◆ Passage shown
□ □ □ □ □

Every morning on the way to work I walk the smokers’ gauntlet – or perhaps more correctly, a gauntlet of smokers. I don’t have anything against smokers, but I do take issue with the hundreds of cigarette butts that litter the ground.
Around 7 billion cigarette butts are littered each year, making them the most littered item in Australia. They’re flicked on the floor with seemingly little regard as to the environmental impact. Cigarette butts contain harmful chemicals such as cadmium, arsenic, and lead. These toxic little stubs might seem like nothing more than a bit of rubbish on the ground, but they’re finding their way into and tainting our waterways. Not only that, cigarette butts contain plastic that takes years to break down. They linger in our environment, polluting the earth, water, and air, and poison animals who mistake them for food.
We joined the Northern Beaches Clean Up Crew last Sunday at Dee Why Beach, and cigarette butts were collected by the hundreds with a total of 631 picked up in the space of just an hour. Once you start looking for them you realise they’re everywhere.

□ □ □ □ □

◆ Annotated photo localization data
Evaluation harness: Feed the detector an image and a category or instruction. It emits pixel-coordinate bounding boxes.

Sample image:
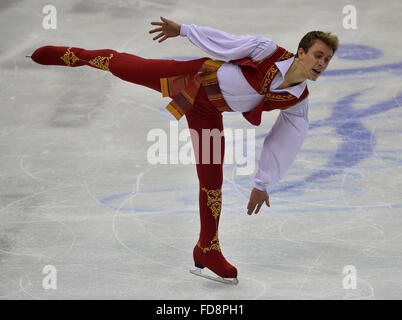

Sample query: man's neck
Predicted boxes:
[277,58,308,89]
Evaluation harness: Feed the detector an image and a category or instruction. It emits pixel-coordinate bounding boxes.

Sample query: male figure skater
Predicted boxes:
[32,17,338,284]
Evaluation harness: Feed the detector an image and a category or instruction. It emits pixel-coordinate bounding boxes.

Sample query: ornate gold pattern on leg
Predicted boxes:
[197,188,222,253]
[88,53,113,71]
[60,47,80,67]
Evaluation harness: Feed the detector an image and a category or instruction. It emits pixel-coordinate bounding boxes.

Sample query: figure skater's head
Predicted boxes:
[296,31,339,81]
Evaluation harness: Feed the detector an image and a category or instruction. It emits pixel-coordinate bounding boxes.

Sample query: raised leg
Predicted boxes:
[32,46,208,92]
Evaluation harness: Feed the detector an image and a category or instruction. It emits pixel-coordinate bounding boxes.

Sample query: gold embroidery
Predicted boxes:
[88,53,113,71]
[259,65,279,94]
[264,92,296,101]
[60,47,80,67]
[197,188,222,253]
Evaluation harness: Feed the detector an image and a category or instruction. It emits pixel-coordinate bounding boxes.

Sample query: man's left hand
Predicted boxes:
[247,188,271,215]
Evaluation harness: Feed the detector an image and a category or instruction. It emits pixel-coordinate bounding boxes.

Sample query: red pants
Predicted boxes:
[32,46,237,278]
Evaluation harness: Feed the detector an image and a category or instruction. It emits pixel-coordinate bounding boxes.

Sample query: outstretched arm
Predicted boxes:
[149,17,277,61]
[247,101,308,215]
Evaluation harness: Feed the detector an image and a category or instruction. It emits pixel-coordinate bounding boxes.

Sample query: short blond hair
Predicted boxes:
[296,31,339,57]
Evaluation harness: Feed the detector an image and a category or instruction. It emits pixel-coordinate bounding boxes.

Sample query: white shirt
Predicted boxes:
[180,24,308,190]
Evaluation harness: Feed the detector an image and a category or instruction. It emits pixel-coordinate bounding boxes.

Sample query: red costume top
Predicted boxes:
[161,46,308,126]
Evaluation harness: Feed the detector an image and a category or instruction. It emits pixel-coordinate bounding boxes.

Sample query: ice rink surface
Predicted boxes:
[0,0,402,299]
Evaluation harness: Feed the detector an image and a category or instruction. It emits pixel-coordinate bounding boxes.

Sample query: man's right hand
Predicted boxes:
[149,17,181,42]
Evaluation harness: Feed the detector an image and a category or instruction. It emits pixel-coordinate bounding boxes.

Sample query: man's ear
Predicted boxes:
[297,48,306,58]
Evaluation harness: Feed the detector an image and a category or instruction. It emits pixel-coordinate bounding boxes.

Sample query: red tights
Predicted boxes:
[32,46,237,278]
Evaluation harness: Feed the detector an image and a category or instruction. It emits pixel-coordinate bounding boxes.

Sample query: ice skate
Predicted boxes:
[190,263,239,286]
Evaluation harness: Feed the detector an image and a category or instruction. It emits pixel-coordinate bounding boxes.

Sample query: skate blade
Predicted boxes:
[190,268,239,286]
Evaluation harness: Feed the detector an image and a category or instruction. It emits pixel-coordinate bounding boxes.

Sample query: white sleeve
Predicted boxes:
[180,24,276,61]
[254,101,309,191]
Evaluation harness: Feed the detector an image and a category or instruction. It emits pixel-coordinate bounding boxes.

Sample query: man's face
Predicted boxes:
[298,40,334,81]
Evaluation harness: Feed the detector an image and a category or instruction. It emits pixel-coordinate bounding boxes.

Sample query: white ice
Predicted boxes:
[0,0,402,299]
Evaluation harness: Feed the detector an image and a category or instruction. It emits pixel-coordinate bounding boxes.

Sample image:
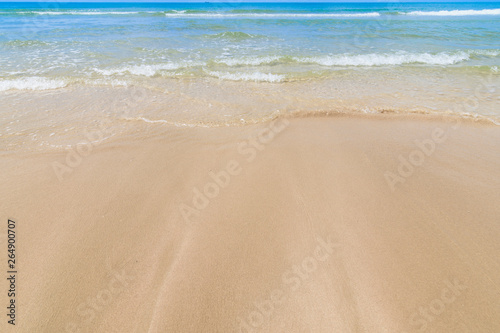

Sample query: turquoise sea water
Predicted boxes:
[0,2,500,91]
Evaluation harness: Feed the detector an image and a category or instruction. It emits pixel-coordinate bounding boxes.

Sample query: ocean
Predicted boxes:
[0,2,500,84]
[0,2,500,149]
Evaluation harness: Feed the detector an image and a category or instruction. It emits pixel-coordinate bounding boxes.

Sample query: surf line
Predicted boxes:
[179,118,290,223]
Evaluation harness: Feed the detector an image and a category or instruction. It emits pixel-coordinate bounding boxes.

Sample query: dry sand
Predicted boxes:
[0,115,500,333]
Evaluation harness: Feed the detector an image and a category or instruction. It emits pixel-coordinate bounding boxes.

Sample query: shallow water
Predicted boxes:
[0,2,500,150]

□ □ □ □ □

◆ Tasks to carry out
A - According to the passage about cigarette butt litter, how many butts were collected at Dee Why Beach during the clean-up?
B - Carry on the passage about cigarette butt litter, starting after its final sentence.

◆ Numbered responses
A - 631 cigarette butts, picked up in about an hour.

B -
It appears to me that a lot of people don’t equate dropping a cigarette stub on the floor with littering. Of course I don’t know this for sure, but it seems like your average smoker wouldn’t just toss a coffee cup on the pavement or drop a crisp packet on the ground. There’s something about the cigarette butt that people don’t associate with littering. Walking through the city I constantly see people dropping cigarettes on the floor and wandering off with little thought given to the smouldering stub left behind. It’s rare that I see someone discard a plastic bottle or some other item that would definitely be considered littering.
But equally, my reaction would be different. If I see someone dropping a cigarette butt I think it’s disgusting but I accept it as the norm. If I see someone dropping a food wrapper I’m far more outraged. It seems to be the accepted thing that cigarettes are just dropped when they’re finished. People grind them into the ground and think little of it. But littering is illegal and fines apply.
Attitudes to littering need to change. Cigarette butts might seem small and insignificant but 7 billion a year is neither a small nor insignificant number, and these little stubs are having a big impact on our environment. Smokers need to take more responsibility for the disposal of their cigarettes, and non smokers need to stop turning a blind eye.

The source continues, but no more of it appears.